§ **Work to be completed**: Please repeat every record below exactly as written, but leave out the pictures.

Top of The data

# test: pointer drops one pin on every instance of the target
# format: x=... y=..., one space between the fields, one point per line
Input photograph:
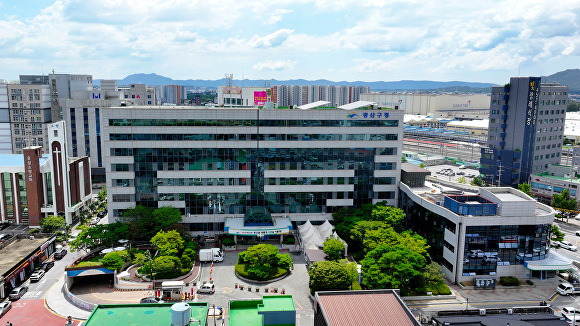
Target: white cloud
x=274 y=65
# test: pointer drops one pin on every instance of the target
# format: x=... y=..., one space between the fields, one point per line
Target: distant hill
x=569 y=77
x=154 y=79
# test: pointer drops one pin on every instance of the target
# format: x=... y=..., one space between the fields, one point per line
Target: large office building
x=35 y=185
x=217 y=163
x=481 y=233
x=446 y=106
x=526 y=126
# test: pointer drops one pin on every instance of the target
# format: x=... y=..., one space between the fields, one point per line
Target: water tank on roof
x=180 y=313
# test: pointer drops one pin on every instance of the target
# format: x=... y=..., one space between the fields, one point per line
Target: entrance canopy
x=236 y=226
x=553 y=262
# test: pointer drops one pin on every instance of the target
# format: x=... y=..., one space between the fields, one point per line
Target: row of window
x=252 y=137
x=253 y=123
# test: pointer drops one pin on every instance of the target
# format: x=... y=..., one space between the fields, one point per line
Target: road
x=31 y=309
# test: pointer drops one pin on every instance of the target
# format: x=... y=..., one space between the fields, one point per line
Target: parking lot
x=452 y=172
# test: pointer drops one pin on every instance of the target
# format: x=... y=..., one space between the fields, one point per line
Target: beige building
x=471 y=106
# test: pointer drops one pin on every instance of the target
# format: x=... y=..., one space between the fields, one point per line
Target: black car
x=47 y=265
x=152 y=300
x=60 y=254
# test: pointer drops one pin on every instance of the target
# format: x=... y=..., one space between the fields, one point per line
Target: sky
x=338 y=40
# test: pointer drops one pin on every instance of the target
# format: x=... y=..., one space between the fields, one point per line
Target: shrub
x=509 y=281
x=113 y=260
x=228 y=242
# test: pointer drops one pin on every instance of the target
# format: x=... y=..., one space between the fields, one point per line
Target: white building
x=214 y=163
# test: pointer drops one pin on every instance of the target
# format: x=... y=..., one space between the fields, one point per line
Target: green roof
x=253 y=312
x=555 y=177
x=150 y=314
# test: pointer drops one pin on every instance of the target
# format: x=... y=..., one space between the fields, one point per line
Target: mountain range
x=570 y=77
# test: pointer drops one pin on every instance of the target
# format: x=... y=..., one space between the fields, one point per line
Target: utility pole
x=499 y=170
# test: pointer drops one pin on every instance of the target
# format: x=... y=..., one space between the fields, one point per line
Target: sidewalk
x=55 y=300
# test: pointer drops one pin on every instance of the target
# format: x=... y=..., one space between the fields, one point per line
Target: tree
x=525 y=188
x=169 y=243
x=328 y=276
x=115 y=260
x=391 y=267
x=262 y=261
x=53 y=224
x=166 y=266
x=333 y=248
x=477 y=182
x=563 y=200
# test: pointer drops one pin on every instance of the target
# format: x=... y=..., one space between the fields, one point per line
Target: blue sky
x=339 y=40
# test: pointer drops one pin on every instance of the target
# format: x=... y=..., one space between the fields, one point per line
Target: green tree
x=166 y=266
x=115 y=260
x=525 y=188
x=333 y=248
x=262 y=261
x=53 y=224
x=477 y=182
x=391 y=267
x=564 y=201
x=169 y=243
x=328 y=276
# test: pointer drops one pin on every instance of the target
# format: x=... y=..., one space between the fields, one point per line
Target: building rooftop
x=369 y=308
x=17 y=160
x=17 y=250
x=150 y=314
x=255 y=312
x=555 y=177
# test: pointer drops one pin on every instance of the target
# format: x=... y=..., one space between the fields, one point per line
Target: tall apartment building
x=220 y=163
x=5 y=129
x=526 y=126
x=294 y=95
x=30 y=111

Bottom of The data

§ **The completed task**:
# test: pointer drops one pin on every instance of the target
# format: x=... y=..., one space between the fields, one point per line
Input photograph:
Target: white cloud
x=274 y=65
# test: pointer drops one pin on every instance of the target
# format: x=... y=..., one space between the fields, one point per line
Target: distant hill
x=569 y=77
x=154 y=79
# test: pointer drops one pin on every instance of the target
# format: x=... y=..., one space between the fields, one point per line
Target: large office building
x=35 y=185
x=217 y=163
x=481 y=233
x=446 y=106
x=526 y=126
# test: pointer drops one pin on every instance of the target
# format: x=... y=..., one space between the fields, one point per line
Target: water tank on roof
x=180 y=313
# test: pointer drops one pin on every instance of the target
# format: x=... y=..., one space between the fields, one point per line
Target: entrance canopy
x=236 y=226
x=553 y=262
# test: pointer drops one pin on every instance of the target
# format: x=... y=..., one space between the fields, one point per line
Target: row of window
x=252 y=137
x=253 y=123
# test: pointer drops one pin on every instance of the target
# format: x=... y=..., one space between the fields, one point per line
Target: road
x=31 y=309
# test: pointer drops one pin on every instance of the target
# format: x=... y=..., one space between the fields, one point per line
Target: parking lot
x=452 y=172
# test: pointer drops one pin on every instance of the target
# format: x=... y=..., one space between the fields, one point per line
Target: beige building
x=471 y=106
# test: pointer drops one pin on every instance of the target
# format: x=... y=..., one space between the fields, one point per line
Target: black car
x=47 y=265
x=152 y=300
x=60 y=254
# test: pointer drops one pin on every instance of the target
# format: x=... y=..., one space between the fields, one point per line
Target: sky
x=338 y=40
# test: pointer drops one pin on every instance of the target
# format: x=... y=..., one space between the fields, one point per line
Target: shrub
x=509 y=281
x=113 y=260
x=228 y=242
# test: pointer drops one pin on every instance of the target
# format: x=... y=..., one space between the fields, one point per line
Target: white building
x=214 y=163
# test: pointer drops one pin on every instance of the target
# format: x=... y=..., one space between the fields, one point per line
Target: green roof
x=253 y=312
x=555 y=177
x=150 y=314
# test: pointer drops one pin on every instance of the target
# format: x=... y=..., one space between the fields, one point per line
Target: mountain range
x=570 y=77
# test: pointer drops one pin on every instance of the target
# format: x=... y=..., one space between the fields, one point per line
Target: utility pole
x=499 y=170
# test: pointer drops one pin on every instance of the target
# format: x=... y=..., one space between the fields, one point per line
Target: sidewalk
x=55 y=300
# test: pointer drops one pin on every instance of the target
# format: x=... y=..., one space between the fields, one point per line
Target: tree
x=525 y=188
x=169 y=243
x=328 y=276
x=115 y=260
x=391 y=267
x=262 y=261
x=53 y=224
x=166 y=266
x=333 y=248
x=477 y=182
x=563 y=200
# test: pointer drops one pin on every instance of the target
# format: x=... y=..., one space between the fields, one point per line
Target: blue sky
x=339 y=40
# test: pointer drops one pin on every instance of the target
# format: x=... y=..., one space between the fields, one point per line
Target: green tree
x=166 y=266
x=115 y=260
x=525 y=188
x=333 y=248
x=262 y=261
x=53 y=224
x=477 y=182
x=391 y=267
x=564 y=201
x=169 y=243
x=328 y=276
# test: pointer drops one pin on every instance of the target
# format: x=... y=..., one space between the fields, one point per line
Target: building rooftop
x=369 y=308
x=17 y=160
x=17 y=250
x=150 y=314
x=255 y=312
x=555 y=177
# test: pointer drops one pin on every instance of the target
# format: x=... y=..., one space between the fields, one point per line
Target: tall apartment building
x=220 y=163
x=5 y=129
x=526 y=126
x=294 y=95
x=30 y=111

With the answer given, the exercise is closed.